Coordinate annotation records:
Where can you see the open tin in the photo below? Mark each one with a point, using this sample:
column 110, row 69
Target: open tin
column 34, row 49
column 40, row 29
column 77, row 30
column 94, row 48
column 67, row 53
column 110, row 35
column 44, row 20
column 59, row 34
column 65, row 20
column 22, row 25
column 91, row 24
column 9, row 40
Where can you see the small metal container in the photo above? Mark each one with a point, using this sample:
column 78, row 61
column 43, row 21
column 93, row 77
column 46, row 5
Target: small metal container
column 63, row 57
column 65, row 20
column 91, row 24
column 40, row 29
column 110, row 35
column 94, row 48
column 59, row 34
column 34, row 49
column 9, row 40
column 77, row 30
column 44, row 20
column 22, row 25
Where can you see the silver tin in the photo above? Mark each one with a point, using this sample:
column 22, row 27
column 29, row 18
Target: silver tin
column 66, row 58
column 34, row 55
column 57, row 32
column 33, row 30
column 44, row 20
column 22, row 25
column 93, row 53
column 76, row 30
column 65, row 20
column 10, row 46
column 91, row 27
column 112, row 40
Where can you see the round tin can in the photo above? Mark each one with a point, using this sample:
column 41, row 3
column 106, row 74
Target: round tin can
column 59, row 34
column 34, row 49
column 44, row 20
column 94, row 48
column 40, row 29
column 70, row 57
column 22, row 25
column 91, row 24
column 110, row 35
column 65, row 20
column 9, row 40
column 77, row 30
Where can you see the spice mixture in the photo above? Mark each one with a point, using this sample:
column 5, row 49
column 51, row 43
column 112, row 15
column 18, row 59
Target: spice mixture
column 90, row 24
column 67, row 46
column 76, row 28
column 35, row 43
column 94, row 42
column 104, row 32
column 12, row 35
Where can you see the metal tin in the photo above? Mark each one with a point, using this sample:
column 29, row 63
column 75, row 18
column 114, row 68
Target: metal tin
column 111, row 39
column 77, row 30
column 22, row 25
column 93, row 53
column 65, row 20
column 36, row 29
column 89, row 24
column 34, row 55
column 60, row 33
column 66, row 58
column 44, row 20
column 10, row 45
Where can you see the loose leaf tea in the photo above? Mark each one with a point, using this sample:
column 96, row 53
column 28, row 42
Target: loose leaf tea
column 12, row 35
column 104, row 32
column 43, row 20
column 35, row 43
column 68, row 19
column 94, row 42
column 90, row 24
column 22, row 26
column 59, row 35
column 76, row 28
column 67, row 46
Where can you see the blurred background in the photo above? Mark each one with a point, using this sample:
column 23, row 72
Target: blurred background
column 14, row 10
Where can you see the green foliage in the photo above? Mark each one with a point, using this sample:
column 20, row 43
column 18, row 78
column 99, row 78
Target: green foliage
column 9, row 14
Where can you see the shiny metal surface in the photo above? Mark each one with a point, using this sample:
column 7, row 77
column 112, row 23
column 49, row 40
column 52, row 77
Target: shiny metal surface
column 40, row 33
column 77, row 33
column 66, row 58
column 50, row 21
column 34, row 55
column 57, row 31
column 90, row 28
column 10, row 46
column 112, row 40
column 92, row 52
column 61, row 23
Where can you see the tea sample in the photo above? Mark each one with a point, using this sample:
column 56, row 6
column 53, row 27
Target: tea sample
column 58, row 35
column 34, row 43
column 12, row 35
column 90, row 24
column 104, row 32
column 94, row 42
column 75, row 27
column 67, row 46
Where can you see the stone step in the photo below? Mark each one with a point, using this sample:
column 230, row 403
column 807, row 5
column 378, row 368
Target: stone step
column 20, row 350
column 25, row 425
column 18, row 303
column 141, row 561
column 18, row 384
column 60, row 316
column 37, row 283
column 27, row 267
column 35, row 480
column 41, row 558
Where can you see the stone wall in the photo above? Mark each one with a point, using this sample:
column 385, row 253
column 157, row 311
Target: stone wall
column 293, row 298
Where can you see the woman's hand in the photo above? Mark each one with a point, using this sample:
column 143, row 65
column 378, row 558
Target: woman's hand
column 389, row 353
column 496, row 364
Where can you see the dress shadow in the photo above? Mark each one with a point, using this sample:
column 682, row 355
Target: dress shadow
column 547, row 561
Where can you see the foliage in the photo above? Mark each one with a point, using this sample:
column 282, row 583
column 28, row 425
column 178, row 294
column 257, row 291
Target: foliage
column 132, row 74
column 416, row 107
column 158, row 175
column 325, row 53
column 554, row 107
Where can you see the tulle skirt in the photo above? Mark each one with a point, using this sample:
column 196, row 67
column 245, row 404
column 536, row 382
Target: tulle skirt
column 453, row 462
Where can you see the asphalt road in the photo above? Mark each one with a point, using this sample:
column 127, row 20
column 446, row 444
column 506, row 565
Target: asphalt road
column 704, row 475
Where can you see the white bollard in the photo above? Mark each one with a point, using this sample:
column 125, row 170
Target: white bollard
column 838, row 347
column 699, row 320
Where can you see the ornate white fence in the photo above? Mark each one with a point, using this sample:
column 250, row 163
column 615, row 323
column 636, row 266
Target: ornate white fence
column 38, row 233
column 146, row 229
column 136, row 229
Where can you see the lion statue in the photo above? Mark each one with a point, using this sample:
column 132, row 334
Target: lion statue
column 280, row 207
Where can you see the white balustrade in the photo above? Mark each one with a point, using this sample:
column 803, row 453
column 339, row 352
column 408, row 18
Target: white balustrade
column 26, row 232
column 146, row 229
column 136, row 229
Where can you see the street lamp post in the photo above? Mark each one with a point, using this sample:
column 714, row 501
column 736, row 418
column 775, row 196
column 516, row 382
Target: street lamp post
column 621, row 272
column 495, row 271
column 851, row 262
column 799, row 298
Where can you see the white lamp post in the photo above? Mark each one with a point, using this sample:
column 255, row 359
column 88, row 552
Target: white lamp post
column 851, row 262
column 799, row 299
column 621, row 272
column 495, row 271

**Given exercise**
Rewrite all the records above, changing "Mark each one with a point" to "Place a point on each one" wherever it occurs and keeping everything else the same.

**Problem solution**
Where can you see the open tin in the photo below? Place a point on each one, using this sample:
column 110, row 69
Target: open tin
column 34, row 49
column 40, row 29
column 77, row 30
column 94, row 48
column 67, row 53
column 110, row 35
column 44, row 20
column 59, row 34
column 65, row 20
column 22, row 25
column 91, row 24
column 9, row 40
Where can you see the small metal container in the photo above? Place a point on each one, using this sample:
column 78, row 61
column 43, row 21
column 93, row 77
column 46, row 5
Target: small metal container
column 63, row 57
column 65, row 20
column 91, row 24
column 40, row 29
column 110, row 35
column 94, row 48
column 59, row 34
column 34, row 49
column 9, row 40
column 77, row 30
column 44, row 20
column 22, row 25
Where can you see the silver tin in the photo above? Place a point on each one, using this sample:
column 22, row 27
column 29, row 18
Target: silver tin
column 66, row 58
column 34, row 55
column 57, row 32
column 33, row 30
column 44, row 20
column 22, row 25
column 93, row 53
column 76, row 30
column 65, row 20
column 10, row 46
column 91, row 27
column 112, row 40
Where can you see the round tin can in the photo above? Place a point on each one, using this sample:
column 41, row 3
column 106, row 74
Target: round tin can
column 59, row 34
column 34, row 49
column 44, row 20
column 94, row 48
column 40, row 29
column 70, row 57
column 22, row 25
column 91, row 24
column 110, row 35
column 65, row 20
column 9, row 40
column 77, row 30
Where can you see the spice mixture in the photo above? Place a point on each one, using this sample:
column 5, row 49
column 51, row 43
column 112, row 15
column 18, row 59
Target: spice mixture
column 90, row 24
column 67, row 46
column 76, row 28
column 35, row 43
column 94, row 42
column 104, row 32
column 12, row 35
Where can you see the metal tin in the photo above? Place a point on each one, using this sample:
column 29, row 63
column 75, row 18
column 114, row 68
Target: metal tin
column 111, row 39
column 77, row 30
column 22, row 25
column 93, row 53
column 65, row 20
column 36, row 29
column 89, row 24
column 34, row 55
column 60, row 33
column 66, row 58
column 44, row 20
column 10, row 45
Where can you see the loose leaf tea in the photo above? Place a point on each one, using this sample:
column 96, row 53
column 28, row 42
Target: loose leaf tea
column 12, row 35
column 104, row 32
column 43, row 20
column 35, row 43
column 68, row 19
column 94, row 42
column 90, row 24
column 22, row 26
column 59, row 35
column 76, row 28
column 67, row 46
Where can you see the blurred background in the photo above? Place a point on each one, using this sample:
column 23, row 72
Target: blurred background
column 14, row 10
Where can you see the green foliage in the photo above? Place a point on each one, using this sample:
column 20, row 43
column 18, row 78
column 99, row 78
Target: green foliage
column 9, row 14
Where can you see the shiny metal surface in the photo above? Place a point on each one, using this sample:
column 7, row 77
column 112, row 23
column 49, row 40
column 52, row 77
Target: shiny metal surface
column 40, row 33
column 77, row 33
column 66, row 58
column 50, row 21
column 34, row 55
column 57, row 31
column 90, row 28
column 10, row 46
column 112, row 40
column 92, row 52
column 61, row 23
Where can you see the tea sample in the photo above? Place a point on each one, using this sample:
column 56, row 6
column 53, row 27
Target: tea sample
column 58, row 35
column 34, row 43
column 12, row 35
column 90, row 24
column 104, row 32
column 94, row 42
column 75, row 27
column 67, row 46
Where can you see the stone step in the photo below? Place a point on each one, using this sample:
column 230, row 403
column 807, row 5
column 378, row 368
Target: stone step
column 20, row 350
column 25, row 425
column 18, row 303
column 141, row 561
column 18, row 384
column 60, row 316
column 37, row 283
column 27, row 267
column 35, row 480
column 41, row 558
Where can you see the stone wall in the photo above? Place a point on each one, using this sample:
column 385, row 253
column 157, row 311
Target: stone wall
column 293, row 298
Where can you see the woman's hand in the photo above? Place a point on each one, using this sample:
column 143, row 65
column 378, row 558
Target: woman's hand
column 389, row 353
column 496, row 364
Where can you see the dress shadow in the photo above? Place a point on each one, using this sample:
column 682, row 355
Target: dress shadow
column 547, row 561
Where can you see the foliage in the photo above? Place a point on each one, using this sample:
column 282, row 583
column 28, row 425
column 178, row 294
column 257, row 291
Target: foliage
column 132, row 74
column 416, row 107
column 158, row 175
column 325, row 53
column 554, row 107
Where can you see the tulle skirt in the photo above? Place a point on each one, using this sample:
column 196, row 67
column 245, row 404
column 536, row 382
Target: tulle skirt
column 453, row 462
Where can you see the asphalt road in the photo above? Place a point on each one, using this sample:
column 127, row 20
column 446, row 444
column 506, row 565
Target: asphalt road
column 704, row 475
Where can you see the white bollard in the photo above? Place a point on each one, using this sample:
column 125, row 170
Target: white bollard
column 838, row 347
column 699, row 320
Where can you see the ornate white fence in the photo above? Place a point on each one, using this sample:
column 250, row 163
column 615, row 323
column 636, row 266
Target: ornate white fence
column 38, row 233
column 146, row 229
column 136, row 229
Where can you see the lion statue in the photo above? Place a point on each one, using this sample:
column 132, row 334
Target: lion statue
column 280, row 207
Where can you see the white balustrade in the photo above? Place a point on each one, using this sample:
column 803, row 453
column 339, row 352
column 408, row 18
Target: white balustrade
column 26, row 232
column 146, row 229
column 136, row 229
Where can you see the street lamp post in the photo above? Place a point on each one, using this sample:
column 714, row 501
column 736, row 418
column 775, row 196
column 516, row 382
Target: street lamp post
column 621, row 272
column 495, row 271
column 851, row 262
column 799, row 298
Where can you see the white lamp post in the photo above? Place a point on each one, using this sample:
column 255, row 359
column 88, row 552
Target: white lamp post
column 851, row 262
column 799, row 299
column 621, row 272
column 495, row 271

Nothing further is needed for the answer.